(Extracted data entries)
----

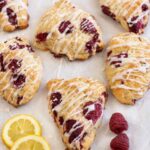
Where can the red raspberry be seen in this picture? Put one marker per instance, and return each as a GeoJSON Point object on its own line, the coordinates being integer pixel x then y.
{"type": "Point", "coordinates": [120, 142]}
{"type": "Point", "coordinates": [118, 123]}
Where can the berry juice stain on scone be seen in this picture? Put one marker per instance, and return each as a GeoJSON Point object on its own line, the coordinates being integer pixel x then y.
{"type": "Point", "coordinates": [128, 67]}
{"type": "Point", "coordinates": [20, 71]}
{"type": "Point", "coordinates": [77, 107]}
{"type": "Point", "coordinates": [132, 15]}
{"type": "Point", "coordinates": [65, 30]}
{"type": "Point", "coordinates": [13, 14]}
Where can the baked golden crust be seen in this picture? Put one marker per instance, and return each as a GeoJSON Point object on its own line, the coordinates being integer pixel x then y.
{"type": "Point", "coordinates": [132, 14]}
{"type": "Point", "coordinates": [67, 30]}
{"type": "Point", "coordinates": [20, 71]}
{"type": "Point", "coordinates": [77, 107]}
{"type": "Point", "coordinates": [14, 15]}
{"type": "Point", "coordinates": [128, 67]}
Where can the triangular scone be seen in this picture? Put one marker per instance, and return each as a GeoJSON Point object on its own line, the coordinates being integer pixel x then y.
{"type": "Point", "coordinates": [132, 14]}
{"type": "Point", "coordinates": [77, 107]}
{"type": "Point", "coordinates": [20, 71]}
{"type": "Point", "coordinates": [67, 30]}
{"type": "Point", "coordinates": [13, 14]}
{"type": "Point", "coordinates": [128, 67]}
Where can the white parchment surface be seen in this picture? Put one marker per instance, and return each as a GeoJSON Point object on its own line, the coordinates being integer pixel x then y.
{"type": "Point", "coordinates": [138, 116]}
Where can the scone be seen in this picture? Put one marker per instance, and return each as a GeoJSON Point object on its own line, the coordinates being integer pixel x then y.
{"type": "Point", "coordinates": [131, 14]}
{"type": "Point", "coordinates": [13, 15]}
{"type": "Point", "coordinates": [20, 71]}
{"type": "Point", "coordinates": [77, 108]}
{"type": "Point", "coordinates": [128, 67]}
{"type": "Point", "coordinates": [67, 30]}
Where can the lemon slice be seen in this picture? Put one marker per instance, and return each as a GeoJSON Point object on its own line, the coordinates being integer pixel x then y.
{"type": "Point", "coordinates": [19, 126]}
{"type": "Point", "coordinates": [31, 142]}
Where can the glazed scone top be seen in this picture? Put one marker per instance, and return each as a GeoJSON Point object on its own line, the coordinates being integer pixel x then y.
{"type": "Point", "coordinates": [79, 102]}
{"type": "Point", "coordinates": [132, 14]}
{"type": "Point", "coordinates": [13, 14]}
{"type": "Point", "coordinates": [128, 67]}
{"type": "Point", "coordinates": [20, 71]}
{"type": "Point", "coordinates": [67, 30]}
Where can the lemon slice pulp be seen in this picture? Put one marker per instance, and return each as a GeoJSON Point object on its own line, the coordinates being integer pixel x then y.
{"type": "Point", "coordinates": [31, 142]}
{"type": "Point", "coordinates": [19, 126]}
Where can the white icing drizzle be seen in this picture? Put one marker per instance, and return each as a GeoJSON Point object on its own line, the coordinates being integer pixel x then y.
{"type": "Point", "coordinates": [70, 42]}
{"type": "Point", "coordinates": [138, 55]}
{"type": "Point", "coordinates": [122, 8]}
{"type": "Point", "coordinates": [75, 94]}
{"type": "Point", "coordinates": [33, 63]}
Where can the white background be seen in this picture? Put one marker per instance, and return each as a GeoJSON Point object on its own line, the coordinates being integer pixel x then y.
{"type": "Point", "coordinates": [138, 116]}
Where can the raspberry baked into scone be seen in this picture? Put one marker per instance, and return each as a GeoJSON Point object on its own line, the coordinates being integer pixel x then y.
{"type": "Point", "coordinates": [67, 30]}
{"type": "Point", "coordinates": [13, 15]}
{"type": "Point", "coordinates": [128, 67]}
{"type": "Point", "coordinates": [77, 107]}
{"type": "Point", "coordinates": [131, 14]}
{"type": "Point", "coordinates": [20, 71]}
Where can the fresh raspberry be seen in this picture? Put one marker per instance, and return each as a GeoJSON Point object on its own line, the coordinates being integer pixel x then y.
{"type": "Point", "coordinates": [118, 123]}
{"type": "Point", "coordinates": [41, 37]}
{"type": "Point", "coordinates": [120, 142]}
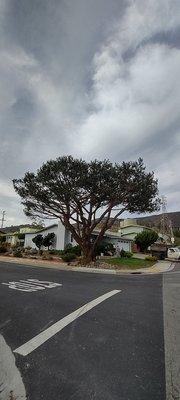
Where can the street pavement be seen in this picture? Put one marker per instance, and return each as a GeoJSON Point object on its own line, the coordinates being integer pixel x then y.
{"type": "Point", "coordinates": [82, 336]}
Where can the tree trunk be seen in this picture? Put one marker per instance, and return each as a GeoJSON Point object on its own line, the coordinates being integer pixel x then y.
{"type": "Point", "coordinates": [88, 253]}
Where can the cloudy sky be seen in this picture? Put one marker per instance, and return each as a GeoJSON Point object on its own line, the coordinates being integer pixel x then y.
{"type": "Point", "coordinates": [91, 78]}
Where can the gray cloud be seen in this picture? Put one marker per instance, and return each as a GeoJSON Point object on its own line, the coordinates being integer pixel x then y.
{"type": "Point", "coordinates": [94, 79]}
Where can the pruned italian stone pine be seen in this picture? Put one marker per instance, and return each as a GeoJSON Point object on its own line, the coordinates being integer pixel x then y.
{"type": "Point", "coordinates": [86, 194]}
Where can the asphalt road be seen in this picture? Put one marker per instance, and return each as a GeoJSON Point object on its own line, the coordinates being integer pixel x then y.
{"type": "Point", "coordinates": [114, 351]}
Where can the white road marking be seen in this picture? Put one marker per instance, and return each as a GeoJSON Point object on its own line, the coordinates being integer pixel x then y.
{"type": "Point", "coordinates": [31, 285]}
{"type": "Point", "coordinates": [42, 337]}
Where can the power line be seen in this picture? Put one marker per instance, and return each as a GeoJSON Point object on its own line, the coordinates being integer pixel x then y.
{"type": "Point", "coordinates": [3, 218]}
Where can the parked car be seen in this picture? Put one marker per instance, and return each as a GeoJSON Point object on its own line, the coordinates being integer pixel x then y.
{"type": "Point", "coordinates": [174, 253]}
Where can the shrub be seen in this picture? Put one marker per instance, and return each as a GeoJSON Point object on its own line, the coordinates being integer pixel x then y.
{"type": "Point", "coordinates": [68, 257]}
{"type": "Point", "coordinates": [17, 253]}
{"type": "Point", "coordinates": [2, 239]}
{"type": "Point", "coordinates": [3, 249]}
{"type": "Point", "coordinates": [47, 257]}
{"type": "Point", "coordinates": [125, 254]}
{"type": "Point", "coordinates": [145, 238]}
{"type": "Point", "coordinates": [34, 251]}
{"type": "Point", "coordinates": [151, 258]}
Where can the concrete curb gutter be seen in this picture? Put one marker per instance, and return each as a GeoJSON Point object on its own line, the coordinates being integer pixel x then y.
{"type": "Point", "coordinates": [159, 267]}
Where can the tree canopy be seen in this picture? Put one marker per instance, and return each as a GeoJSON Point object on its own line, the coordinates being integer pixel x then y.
{"type": "Point", "coordinates": [83, 194]}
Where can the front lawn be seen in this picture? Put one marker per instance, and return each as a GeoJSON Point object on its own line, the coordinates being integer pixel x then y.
{"type": "Point", "coordinates": [128, 263]}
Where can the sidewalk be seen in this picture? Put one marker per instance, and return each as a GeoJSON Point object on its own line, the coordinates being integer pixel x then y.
{"type": "Point", "coordinates": [159, 267]}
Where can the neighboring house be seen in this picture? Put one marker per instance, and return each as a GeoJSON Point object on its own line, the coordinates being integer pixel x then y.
{"type": "Point", "coordinates": [63, 237]}
{"type": "Point", "coordinates": [129, 229]}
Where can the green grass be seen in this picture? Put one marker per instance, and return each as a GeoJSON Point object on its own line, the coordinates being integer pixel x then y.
{"type": "Point", "coordinates": [128, 263]}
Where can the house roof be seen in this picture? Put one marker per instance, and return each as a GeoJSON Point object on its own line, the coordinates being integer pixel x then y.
{"type": "Point", "coordinates": [42, 230]}
{"type": "Point", "coordinates": [111, 234]}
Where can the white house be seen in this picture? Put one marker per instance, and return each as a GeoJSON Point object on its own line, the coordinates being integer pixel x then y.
{"type": "Point", "coordinates": [129, 229]}
{"type": "Point", "coordinates": [64, 237]}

----

» **Task statement**: Copy out the records word for word, starting at the line that contains "Where can the front" and continuing through the end of the records, with both ends included.

» **Result of the exercise**:
Where can the front lawn be seen in this picture? Put one marker per instance, and return each as a GeoJSON Point object on its own line, the coordinates being integer pixel x then y.
{"type": "Point", "coordinates": [128, 263]}
Where can the sidewalk be seen in this picture? Put one marker per instance, and return each as a GeoJSON Point object on its own line, the coordinates being integer pixel x then y.
{"type": "Point", "coordinates": [159, 267]}
Where can the neighboring house be seen in this picture? Put one marker per instance, and return each as a GeoJSON Point object on its own line, the coordinates being integer pixel x then y.
{"type": "Point", "coordinates": [63, 237]}
{"type": "Point", "coordinates": [129, 229]}
Where can the green grass be seen in this picture? Put one marker per instance, and return each as a GeoJSON Point object on its own line, the coordinates being integer pixel x then y.
{"type": "Point", "coordinates": [128, 263]}
Where can the house roof be seen in this picture? Put one marker per instance, and return each as a GeoJSON Point object on its own line, the coordinates being integer pixel x then y.
{"type": "Point", "coordinates": [42, 230]}
{"type": "Point", "coordinates": [111, 234]}
Where can the white house be seen in this picture? Put one marker per instance, and return each as a GeoJSON Point object on its own line, the coordinates being integer pixel x then y.
{"type": "Point", "coordinates": [129, 229]}
{"type": "Point", "coordinates": [64, 237]}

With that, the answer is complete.